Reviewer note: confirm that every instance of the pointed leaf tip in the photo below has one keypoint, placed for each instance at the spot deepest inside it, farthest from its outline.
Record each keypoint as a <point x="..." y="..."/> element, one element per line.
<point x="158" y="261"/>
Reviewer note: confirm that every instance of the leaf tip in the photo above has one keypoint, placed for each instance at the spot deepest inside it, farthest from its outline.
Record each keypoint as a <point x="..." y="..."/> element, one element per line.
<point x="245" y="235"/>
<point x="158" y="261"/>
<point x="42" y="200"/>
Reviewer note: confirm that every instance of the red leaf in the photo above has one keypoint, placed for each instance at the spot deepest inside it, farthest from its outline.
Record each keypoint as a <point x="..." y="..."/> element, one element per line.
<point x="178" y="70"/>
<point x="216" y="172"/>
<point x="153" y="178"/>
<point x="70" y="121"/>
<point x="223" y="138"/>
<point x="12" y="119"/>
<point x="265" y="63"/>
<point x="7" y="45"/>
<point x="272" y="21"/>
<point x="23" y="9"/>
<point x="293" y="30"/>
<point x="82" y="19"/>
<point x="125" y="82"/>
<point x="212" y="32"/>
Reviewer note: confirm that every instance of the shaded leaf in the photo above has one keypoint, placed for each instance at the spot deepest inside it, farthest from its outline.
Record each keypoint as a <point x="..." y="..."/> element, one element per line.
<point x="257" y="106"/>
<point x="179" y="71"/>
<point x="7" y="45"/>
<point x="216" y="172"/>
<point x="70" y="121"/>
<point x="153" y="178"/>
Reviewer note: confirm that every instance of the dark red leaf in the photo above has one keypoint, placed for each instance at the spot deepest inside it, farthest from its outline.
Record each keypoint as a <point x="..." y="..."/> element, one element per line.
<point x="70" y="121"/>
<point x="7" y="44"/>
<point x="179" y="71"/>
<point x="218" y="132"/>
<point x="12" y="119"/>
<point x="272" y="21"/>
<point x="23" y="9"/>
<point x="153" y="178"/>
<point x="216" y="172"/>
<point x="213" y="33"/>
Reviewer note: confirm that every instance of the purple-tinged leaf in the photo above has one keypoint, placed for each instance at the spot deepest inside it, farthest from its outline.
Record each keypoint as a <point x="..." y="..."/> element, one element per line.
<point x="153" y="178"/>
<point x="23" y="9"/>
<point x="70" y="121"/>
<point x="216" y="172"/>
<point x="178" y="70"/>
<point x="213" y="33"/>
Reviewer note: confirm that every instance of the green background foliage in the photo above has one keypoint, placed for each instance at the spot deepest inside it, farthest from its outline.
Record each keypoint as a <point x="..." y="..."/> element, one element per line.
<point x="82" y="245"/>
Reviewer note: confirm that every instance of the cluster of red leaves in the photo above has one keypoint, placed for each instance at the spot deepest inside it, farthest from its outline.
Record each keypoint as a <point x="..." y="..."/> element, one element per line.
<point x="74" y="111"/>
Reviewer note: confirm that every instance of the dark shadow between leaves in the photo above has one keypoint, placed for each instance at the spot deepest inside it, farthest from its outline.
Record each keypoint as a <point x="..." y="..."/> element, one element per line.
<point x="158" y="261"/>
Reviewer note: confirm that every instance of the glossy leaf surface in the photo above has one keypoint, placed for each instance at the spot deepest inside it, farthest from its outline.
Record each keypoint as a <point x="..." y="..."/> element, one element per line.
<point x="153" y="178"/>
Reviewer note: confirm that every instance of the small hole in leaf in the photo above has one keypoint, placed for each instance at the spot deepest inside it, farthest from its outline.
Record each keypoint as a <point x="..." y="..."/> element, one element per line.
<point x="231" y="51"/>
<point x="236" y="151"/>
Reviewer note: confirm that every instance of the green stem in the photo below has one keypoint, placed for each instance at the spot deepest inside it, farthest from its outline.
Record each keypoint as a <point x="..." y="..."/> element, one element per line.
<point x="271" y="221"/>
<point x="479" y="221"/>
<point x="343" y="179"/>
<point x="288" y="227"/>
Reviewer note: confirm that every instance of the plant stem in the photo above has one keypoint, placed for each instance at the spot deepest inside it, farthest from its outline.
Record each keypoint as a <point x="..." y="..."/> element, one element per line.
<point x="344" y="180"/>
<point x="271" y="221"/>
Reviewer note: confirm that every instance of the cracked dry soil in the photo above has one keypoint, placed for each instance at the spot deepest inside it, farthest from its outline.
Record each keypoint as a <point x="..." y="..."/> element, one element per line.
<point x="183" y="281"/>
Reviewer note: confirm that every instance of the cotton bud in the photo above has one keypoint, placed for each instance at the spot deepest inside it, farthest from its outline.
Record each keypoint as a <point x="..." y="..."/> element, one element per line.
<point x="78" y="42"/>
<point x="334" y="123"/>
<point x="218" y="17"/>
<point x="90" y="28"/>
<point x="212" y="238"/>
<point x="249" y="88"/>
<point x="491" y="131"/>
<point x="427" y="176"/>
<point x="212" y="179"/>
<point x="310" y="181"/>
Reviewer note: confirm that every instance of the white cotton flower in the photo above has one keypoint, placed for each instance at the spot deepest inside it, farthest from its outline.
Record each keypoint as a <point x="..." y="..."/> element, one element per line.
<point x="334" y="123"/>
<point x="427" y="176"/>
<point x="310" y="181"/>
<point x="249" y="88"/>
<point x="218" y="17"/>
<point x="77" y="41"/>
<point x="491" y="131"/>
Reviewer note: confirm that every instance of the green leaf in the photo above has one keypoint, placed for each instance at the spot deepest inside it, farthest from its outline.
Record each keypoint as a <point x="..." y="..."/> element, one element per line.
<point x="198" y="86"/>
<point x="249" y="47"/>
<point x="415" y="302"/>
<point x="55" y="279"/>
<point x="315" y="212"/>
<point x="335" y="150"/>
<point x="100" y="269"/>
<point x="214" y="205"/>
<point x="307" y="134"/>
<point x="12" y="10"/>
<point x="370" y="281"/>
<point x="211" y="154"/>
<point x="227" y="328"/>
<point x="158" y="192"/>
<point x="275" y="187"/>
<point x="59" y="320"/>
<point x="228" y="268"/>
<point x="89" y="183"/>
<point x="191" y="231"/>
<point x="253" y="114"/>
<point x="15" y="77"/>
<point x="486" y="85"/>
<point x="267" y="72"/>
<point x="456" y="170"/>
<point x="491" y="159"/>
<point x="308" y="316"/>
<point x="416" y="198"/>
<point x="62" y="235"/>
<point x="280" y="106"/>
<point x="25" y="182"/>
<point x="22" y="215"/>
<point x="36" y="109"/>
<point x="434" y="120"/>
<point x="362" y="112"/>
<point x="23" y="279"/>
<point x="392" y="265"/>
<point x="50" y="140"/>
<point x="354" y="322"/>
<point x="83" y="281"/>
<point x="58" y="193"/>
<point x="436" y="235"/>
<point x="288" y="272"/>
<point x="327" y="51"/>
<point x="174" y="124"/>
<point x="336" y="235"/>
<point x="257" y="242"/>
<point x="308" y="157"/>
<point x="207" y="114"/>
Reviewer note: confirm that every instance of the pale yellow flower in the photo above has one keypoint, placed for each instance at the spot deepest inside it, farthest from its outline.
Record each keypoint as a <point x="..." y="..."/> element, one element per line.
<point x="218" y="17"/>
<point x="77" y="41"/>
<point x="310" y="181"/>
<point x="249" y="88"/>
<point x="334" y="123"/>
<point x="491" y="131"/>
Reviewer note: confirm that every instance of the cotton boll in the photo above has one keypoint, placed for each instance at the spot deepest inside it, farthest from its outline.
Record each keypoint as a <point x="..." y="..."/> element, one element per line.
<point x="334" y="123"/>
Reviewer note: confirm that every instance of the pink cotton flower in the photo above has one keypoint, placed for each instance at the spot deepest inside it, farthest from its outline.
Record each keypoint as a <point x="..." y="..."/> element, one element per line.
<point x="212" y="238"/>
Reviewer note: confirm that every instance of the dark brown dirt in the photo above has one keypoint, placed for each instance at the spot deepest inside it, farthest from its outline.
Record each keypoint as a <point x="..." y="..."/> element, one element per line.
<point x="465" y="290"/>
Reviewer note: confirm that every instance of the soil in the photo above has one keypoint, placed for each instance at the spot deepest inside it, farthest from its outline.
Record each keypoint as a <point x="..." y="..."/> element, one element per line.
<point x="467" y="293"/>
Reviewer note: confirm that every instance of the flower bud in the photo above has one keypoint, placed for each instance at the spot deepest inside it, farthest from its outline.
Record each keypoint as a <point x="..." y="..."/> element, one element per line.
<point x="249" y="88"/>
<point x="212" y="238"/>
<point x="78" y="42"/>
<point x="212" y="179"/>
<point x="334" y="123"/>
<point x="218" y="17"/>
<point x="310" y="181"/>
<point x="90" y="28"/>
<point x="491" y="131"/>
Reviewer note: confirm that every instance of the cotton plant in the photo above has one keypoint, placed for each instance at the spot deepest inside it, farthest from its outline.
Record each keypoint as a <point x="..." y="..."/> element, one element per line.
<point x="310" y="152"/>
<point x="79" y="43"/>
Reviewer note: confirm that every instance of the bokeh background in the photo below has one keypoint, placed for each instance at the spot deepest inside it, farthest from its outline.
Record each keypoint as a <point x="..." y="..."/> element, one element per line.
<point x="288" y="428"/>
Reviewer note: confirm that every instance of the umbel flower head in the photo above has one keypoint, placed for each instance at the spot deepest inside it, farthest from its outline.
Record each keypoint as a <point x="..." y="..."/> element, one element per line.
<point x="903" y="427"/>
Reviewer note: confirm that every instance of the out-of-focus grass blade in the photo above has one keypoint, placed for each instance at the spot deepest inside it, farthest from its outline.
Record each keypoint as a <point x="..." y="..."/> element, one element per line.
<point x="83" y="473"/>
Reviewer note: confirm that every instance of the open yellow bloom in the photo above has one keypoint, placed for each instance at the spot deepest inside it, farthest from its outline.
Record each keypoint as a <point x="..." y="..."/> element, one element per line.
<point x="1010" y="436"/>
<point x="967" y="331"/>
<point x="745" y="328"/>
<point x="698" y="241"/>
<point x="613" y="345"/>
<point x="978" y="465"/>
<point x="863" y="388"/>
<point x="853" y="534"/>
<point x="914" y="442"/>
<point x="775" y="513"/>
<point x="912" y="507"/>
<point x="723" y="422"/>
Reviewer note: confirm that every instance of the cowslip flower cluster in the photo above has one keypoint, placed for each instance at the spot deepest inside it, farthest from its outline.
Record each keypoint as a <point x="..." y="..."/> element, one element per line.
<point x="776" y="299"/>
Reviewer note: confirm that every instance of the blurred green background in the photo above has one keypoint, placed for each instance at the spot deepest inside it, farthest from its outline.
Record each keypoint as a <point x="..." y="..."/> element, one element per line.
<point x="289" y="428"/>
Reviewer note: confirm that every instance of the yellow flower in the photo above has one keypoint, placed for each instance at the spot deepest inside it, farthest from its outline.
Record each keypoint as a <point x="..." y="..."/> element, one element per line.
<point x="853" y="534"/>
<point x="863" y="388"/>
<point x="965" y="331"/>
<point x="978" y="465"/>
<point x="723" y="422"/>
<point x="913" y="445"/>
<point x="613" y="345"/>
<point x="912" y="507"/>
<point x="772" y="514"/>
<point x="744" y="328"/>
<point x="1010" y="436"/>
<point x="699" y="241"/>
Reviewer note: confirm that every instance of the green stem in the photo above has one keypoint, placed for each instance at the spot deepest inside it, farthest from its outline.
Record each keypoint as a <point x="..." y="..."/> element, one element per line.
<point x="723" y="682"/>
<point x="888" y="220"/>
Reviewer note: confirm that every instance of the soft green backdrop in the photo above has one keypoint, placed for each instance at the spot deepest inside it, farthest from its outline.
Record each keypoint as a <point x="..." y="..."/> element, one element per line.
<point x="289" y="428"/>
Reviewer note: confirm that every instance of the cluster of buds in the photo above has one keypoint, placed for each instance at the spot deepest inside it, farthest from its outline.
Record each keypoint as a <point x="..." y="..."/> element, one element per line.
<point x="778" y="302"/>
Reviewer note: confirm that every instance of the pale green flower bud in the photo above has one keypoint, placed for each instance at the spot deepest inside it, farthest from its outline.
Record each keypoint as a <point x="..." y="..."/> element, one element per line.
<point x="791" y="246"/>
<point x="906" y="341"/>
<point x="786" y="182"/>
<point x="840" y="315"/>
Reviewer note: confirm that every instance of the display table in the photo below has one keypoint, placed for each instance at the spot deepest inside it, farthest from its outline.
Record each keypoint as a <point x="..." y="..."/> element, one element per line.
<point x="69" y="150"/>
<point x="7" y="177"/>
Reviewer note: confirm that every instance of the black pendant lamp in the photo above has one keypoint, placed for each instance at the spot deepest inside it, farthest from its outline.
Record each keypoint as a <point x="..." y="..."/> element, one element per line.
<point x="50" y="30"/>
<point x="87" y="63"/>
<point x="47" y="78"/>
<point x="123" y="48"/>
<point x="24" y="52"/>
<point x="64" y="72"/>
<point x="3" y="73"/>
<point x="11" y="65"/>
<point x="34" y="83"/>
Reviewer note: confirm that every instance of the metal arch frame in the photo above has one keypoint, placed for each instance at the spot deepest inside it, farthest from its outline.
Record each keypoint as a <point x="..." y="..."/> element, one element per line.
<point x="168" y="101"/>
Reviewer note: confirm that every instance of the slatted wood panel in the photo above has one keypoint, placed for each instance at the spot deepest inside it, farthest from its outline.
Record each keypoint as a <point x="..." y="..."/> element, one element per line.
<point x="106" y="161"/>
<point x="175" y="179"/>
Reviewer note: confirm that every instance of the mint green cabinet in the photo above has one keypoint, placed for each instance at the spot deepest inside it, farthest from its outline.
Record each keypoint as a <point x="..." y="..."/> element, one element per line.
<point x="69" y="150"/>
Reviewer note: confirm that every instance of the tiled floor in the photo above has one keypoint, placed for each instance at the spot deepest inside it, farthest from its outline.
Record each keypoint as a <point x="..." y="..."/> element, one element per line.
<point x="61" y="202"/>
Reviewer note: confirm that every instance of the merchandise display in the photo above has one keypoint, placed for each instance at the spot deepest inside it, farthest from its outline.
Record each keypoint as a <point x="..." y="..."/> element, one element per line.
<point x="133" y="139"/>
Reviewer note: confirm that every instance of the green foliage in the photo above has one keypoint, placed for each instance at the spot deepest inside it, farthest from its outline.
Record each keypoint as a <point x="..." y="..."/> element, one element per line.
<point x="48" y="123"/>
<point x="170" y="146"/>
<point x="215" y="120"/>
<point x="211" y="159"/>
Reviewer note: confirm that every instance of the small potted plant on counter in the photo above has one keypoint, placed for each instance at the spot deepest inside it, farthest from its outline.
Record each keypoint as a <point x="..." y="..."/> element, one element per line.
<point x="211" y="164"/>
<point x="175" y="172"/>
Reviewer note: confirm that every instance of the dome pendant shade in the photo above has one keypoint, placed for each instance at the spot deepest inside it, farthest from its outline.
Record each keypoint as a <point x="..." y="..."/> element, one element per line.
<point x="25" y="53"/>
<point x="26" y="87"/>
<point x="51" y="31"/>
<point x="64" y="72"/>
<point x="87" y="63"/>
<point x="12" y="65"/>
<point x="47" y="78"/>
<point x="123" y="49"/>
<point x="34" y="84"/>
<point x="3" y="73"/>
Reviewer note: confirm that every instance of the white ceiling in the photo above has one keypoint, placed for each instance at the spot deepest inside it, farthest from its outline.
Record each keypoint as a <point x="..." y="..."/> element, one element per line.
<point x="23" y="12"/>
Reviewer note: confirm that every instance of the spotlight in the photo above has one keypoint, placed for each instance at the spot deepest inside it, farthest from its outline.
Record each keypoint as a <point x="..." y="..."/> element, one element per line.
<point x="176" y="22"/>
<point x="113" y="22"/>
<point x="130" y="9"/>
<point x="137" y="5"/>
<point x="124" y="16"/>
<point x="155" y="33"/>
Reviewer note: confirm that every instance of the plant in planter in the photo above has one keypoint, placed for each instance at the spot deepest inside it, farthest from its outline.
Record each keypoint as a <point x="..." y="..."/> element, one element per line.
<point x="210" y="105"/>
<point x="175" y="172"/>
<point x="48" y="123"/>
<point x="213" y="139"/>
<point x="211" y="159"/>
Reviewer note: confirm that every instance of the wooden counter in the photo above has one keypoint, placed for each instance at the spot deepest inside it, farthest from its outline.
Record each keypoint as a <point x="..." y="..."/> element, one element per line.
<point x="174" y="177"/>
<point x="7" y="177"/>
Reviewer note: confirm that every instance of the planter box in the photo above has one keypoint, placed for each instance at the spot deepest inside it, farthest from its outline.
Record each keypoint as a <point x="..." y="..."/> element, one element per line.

* **What you need to do**
Find "soil" in the data above. Report each line where it appears.

* **Task output**
Reviewer note: confirm that every instance of the cracked dry soil in the photo above has one keypoint, placed for each instance at the spot deepest inside it, farthest from its outline.
Reviewer note: confirm that every instance of the soil in the photo above has one keypoint, placed for each instance at the spot deepest inside it, farthest from its outline.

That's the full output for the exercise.